(PROBLEM TO SOLVE):
Collect every line in the items below that contains the string "hindwing", and copy each such line in full. Case counts when matching.

(DATA SHOWN):

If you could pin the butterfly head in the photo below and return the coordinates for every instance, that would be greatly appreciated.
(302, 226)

==

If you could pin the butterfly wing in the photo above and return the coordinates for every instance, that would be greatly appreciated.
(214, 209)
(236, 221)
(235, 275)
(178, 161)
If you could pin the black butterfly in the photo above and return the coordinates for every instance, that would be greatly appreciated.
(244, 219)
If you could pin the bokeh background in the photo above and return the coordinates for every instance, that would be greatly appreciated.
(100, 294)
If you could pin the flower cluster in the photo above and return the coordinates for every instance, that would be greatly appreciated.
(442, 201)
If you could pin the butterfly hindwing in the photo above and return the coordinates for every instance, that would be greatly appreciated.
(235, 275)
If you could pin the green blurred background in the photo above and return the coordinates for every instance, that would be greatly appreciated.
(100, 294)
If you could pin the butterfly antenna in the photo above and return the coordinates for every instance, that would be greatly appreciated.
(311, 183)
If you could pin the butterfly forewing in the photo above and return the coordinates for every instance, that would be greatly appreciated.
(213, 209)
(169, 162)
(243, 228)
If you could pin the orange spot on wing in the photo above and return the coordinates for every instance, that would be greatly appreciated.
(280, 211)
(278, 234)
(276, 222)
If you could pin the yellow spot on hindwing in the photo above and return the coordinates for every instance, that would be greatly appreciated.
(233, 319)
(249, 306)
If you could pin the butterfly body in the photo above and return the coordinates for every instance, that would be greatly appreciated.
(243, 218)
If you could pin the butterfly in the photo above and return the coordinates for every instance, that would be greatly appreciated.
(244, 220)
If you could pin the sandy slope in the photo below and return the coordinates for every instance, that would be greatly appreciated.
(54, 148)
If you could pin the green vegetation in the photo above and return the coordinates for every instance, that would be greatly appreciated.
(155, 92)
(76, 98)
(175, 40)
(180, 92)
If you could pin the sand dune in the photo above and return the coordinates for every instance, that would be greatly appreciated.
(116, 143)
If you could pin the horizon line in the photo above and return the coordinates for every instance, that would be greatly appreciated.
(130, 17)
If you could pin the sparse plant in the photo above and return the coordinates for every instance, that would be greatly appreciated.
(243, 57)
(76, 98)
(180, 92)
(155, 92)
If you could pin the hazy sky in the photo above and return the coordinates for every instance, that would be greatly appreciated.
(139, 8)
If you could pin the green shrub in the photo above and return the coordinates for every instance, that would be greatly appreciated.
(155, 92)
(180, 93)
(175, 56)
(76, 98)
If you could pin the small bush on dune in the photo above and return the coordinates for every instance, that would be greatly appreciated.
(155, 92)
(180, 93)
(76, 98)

(OUTPUT OF THE EXERCISE):
If you could pin the butterfly hindwing in the photo above and return the coordinates for every instance, that would be greatly appreciated.
If you could pin the yellow spot on hindwing in the photo above and return the coordinates for every instance, that would be greatly appreciated.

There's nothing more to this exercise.